> [Requirement]
Reproduce all of the records below word for word, leaving out the pictures.

> [Supplied material]
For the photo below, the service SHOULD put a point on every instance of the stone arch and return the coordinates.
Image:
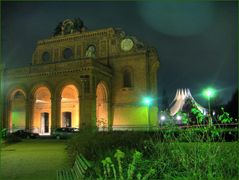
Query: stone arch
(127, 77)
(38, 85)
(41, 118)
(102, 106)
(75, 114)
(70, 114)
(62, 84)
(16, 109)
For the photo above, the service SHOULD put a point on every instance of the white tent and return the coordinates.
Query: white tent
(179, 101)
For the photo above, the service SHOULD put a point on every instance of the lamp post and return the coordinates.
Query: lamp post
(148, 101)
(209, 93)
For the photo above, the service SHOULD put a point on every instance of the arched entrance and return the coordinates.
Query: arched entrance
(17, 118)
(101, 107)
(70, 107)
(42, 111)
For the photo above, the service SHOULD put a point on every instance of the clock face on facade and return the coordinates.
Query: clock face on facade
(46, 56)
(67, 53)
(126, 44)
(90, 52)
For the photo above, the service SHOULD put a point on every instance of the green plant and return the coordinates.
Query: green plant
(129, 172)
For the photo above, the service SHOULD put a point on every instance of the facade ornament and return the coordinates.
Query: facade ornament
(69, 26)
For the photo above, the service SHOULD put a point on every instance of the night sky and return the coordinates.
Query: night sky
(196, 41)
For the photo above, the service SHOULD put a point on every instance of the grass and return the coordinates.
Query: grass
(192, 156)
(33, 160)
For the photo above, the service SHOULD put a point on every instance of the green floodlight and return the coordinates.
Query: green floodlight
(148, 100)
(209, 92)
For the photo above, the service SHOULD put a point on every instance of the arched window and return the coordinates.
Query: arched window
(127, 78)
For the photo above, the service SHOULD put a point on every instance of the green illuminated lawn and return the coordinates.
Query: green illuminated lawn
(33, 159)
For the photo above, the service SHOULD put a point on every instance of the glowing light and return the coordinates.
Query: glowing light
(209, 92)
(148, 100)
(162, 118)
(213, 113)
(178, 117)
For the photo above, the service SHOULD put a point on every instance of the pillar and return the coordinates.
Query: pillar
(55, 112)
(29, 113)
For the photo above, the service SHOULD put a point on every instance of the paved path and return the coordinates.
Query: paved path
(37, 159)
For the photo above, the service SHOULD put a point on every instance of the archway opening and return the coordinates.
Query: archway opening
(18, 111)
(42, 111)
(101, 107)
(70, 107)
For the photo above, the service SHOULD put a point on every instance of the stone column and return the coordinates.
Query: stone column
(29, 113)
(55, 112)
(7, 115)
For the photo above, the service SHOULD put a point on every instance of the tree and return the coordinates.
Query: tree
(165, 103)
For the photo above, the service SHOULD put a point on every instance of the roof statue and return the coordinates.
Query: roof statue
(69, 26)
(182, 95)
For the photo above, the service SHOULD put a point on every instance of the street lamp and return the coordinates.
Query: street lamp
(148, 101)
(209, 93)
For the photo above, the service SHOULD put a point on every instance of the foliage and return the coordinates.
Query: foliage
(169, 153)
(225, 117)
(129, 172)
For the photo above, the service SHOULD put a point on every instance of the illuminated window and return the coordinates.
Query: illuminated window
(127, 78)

> [Solution for this exercise]
For the photo below, the service SHOULD put a point on every instance of the stone arch and return the coordinates.
Image:
Query: stone arch
(127, 77)
(38, 85)
(41, 118)
(102, 106)
(75, 114)
(70, 114)
(62, 84)
(16, 109)
For the photo above, the service SHOULD put a point on every instance of the white tent and return the coordinates.
Query: white tent
(179, 101)
For the photo above, the service SHOULD put a point on every instance of the lamp post and return the coordinates.
Query: lamp post
(148, 101)
(209, 93)
For the photo above, the service SHOULD put a point on every instance of the arched entrance and return the coordinates.
Query: arched entrance
(17, 118)
(101, 107)
(70, 107)
(42, 111)
For the photo above, the service SHOULD put a point on every instance of the clock face on facade and return the coordinates.
Query: clock face on facade
(46, 56)
(67, 53)
(126, 44)
(90, 52)
For the photo above, the service SHOULD put a point on every instance of the green plant and return the coordinates.
Query: green plant
(129, 172)
For the photo above, the service SHOULD put a point on every instance of the facade ornament and return the coordinates.
Query: facade ornament
(69, 26)
For the photo above, the service SHOULD put a point on every instance of the night sky and return the coordinates.
Query: night sky
(196, 41)
For the photo above, the service SHOULD put a point on every instance of the grass and return the coordinates.
Query: grass
(192, 156)
(33, 160)
For the photo above, the service SHOULD put a point on every instance of the green floodlight and return the coordinates.
Query: green floodlight
(148, 100)
(209, 92)
For the photo above, the service SHOULD put a point on every instance of the arched window and return the coordinates.
Query: arched window
(127, 78)
For the photo above, the service SHOULD put a point on every instance of the green illuminated lawn and return the coordinates.
Query: green illuminated lawn
(33, 159)
For the photo above, the service SHOULD put a point on every instance of the glowing light and return the coordinates.
Query: glowing light
(209, 92)
(148, 100)
(162, 118)
(213, 113)
(178, 117)
For the photo above, the service SHOULD put a point on every instance of the pillar and return the coordinates.
Query: pillar
(55, 112)
(29, 113)
For the photo above, the service SHOULD put a point on every instance of the paved path and return the coordinates.
Query: paved path
(37, 159)
For the photo above, the service SHOULD put a point on every instance of the archway opening and return the coordinates.
Query: archway opening
(18, 111)
(42, 111)
(101, 107)
(70, 107)
For the photo above, the service SHOULD put a point on every instance of the stone column and return the coordinates.
Query: stone column
(29, 113)
(55, 112)
(7, 115)
For the photo above, the service SHOULD put a point on every instance of the tree and return the coordinates.
Query: tree
(165, 103)
For the photo above, the service SHOULD put a point on every instance of the roof statue and return the coordinates.
Query: roof statue
(69, 26)
(182, 95)
For the photo above, the service SHOULD put a point on every instance of the street lamp and return the coordinates.
Query: street lamp
(148, 101)
(209, 93)
For the photo above, the service SHOULD put a point on every instance of the foliage and return the coordinates.
Query: foliage
(169, 153)
(225, 117)
(129, 172)
For the photo above, the service SHOULD put a point on every instance of the illuminated window and return the coordinates.
Query: illuminated window
(127, 78)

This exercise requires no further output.